The first is why a giant petrostate accused of greenwashing has been put in charge of Cop28.
The global mission to avert climate catastrophe is being chaired by Sultan Al Jaber, who is head of the UAE national oil company, ADNOC (Abu Dhabi National Oil Company), which is about to increase production from four million to five million barrels a day by 2027.
Doesn’t inspire you with an awful lot of confidence, does it? A bit like putting a major tobacco manufacturer in charge of an anti-smoking conference.
The other strange paradox is how the Cop28 organisers have seen fit to issue a statement saying that protests by climate activists would be allowed at the event.
Think more of a group of demonstrators herded into a pen rather than tens of thousands marching through downtown Dubai, as happened in Glasgow two years ago at Cop26.
That’s because protests – or rather gatherings of at least five people in a public place – are against UAE law, punishable by between one and three years in prison.
Imagine Bangladeshi delegates being marched off by police for complaining that 18 million of their fellow citizens will be displaced within the next 40 years due to rising sea levels.
With the annual climate crisis conference being a UN event, the Emiratis can hardly enforce a ban, and even they realise that carting off inhabitants of the Pacific nation Kiribati for complaining that yet more of their islands had gone underwater would not be a good look.
But it’s the mere fact that the tiny Gulf state has to make an announcement that protests will be allowed – for the duration of the event and during the hours that conference is sitting – that’s so incongruous.
Last year Cop27 was held in Egypt, where a ban on public protest has existed for almost a decade, ever since the country’s first democratically elected president was overthrown in an army coup.
A bit like the UAE, Egypt announced in advance that protests would be allowed before then corralling demonstrators into a small purpose-built area off a busy road, away from the conference centre.
It is grotesque that public discussion of an issue which attracts more protest than any other – and quite rightly so given how high the stakes are – should be held in countries where demonstrations are banned.

=-=-=

Given task A: Revise the passage on the Cop28 climate conference: write out the part that opens with the words containing "A bit like the" and closes with "the conference centre.", replacing "purpose-built area" with "designated zone".
Given task B: Summarize the passage on the Cop28 climate conference in two sentences.
Given task C: Carry on the passage on holding Cop28 in the UAE from the point at which it stops.

=-=-=

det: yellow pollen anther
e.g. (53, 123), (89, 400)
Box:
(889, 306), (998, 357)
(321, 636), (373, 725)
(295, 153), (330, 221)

=-=-=

Answer A:
A bit like the UAE, Egypt announced in advance that protests would be allowed before then corralling demonstrators into a small designated zone off a busy road, away from the conference centre.

Answer B: Cop28 is chaired by Sultan Al Jaber, head of the UAE national oil company ADNOC, which is set to raise production from four million to five million barrels a day by 2027. Although organizers say climate protests will be allowed, gatherings of five or more people in a public place are illegal in the UAE, much as in Egypt, host of Cop27, which confined demonstrators to a small area away from the conference center.

Answer C:
More than 50 prisoners are still behind bars a decade after a 2013 trial – dubbed the UAE-94 case – held at the peak of Arab Spring uprisings.
This saw 94 lawyers, professors, activists and students who had politely petitioned the government to institute democratic reforms subsequently tried for plotting to overthrow it and labelled “terrorists”. One man, Abdullah al-Helou, finished his sentence in 2017 but is still behind bars.
The human rights defender, Ahmed Mansoor, is serving a 10-year sentence for “insulting the status and prestige of the UAE and its symbols including its leaders.”
A Human Rights Watch report in 2021 reported: “He sleeps on the floor, denied a mattress or pillow, between four walls of a tiny solitary cell in a desert prison in the United Arab Emirates, a country which zealously strives to portray itself as tolerant and rights-respecting”.
So, I think it can be said, the UAE authorities don’t take kindly to people who demonstrate.
Many would argue that in order to tackle the climate crisis challenge you’ve got to have the big polluters on board. But does that mean that a country promising net zero emissions by 2050 while currently producing five million barrels of oil a day should be given hosting duties?
Like Rishi Sunak when he announced new oil and gas licences for the North Sea, the UAE’s pledges on emissions come with promises of carbon capture projects using technology which hasn’t been tested yet and which, while welcome, if it did work would only offset a tiny fraction of the damage being done.
Yes, huge petrostates are promising to invest in renewables to such a level they would eventually be the world’s biggest providers of green energy. But this transition – paid for by the huge profits they will make from the oil and gas industry – will take decades to come.
Unfortunately, we just don’t have that much time. According to a UN report last year, countries’ current policies would lead to an 11 per cent increase in emissions by 2030 from 2010 levels, but a reduction of 43 per cent from 2019 levels by 2030 is what’s needed if the target of limiting temperature rise to 1.5C above pre-industrial levels is to be met.
That will not happen if Cop28 turns into an expo for the fossil fuel industry.
Al Jaber’s bid to simultaneously ride two horses and take us to some kind of environmental nirvana has won some support, including from the US climate envoy, John Kerry.
As well as heading ADNOC, and being UAE’s minister of industry and advanced technology, Al Jaber is also chair of Masdar, a renewable energy firm operating in over 40 countries.
It has invested in mainly solar and wind projects with a capacity of displacing more than 19 million tonnes of cardon dioxide emissions annually, which it hopes to increase to seven times that by 2030.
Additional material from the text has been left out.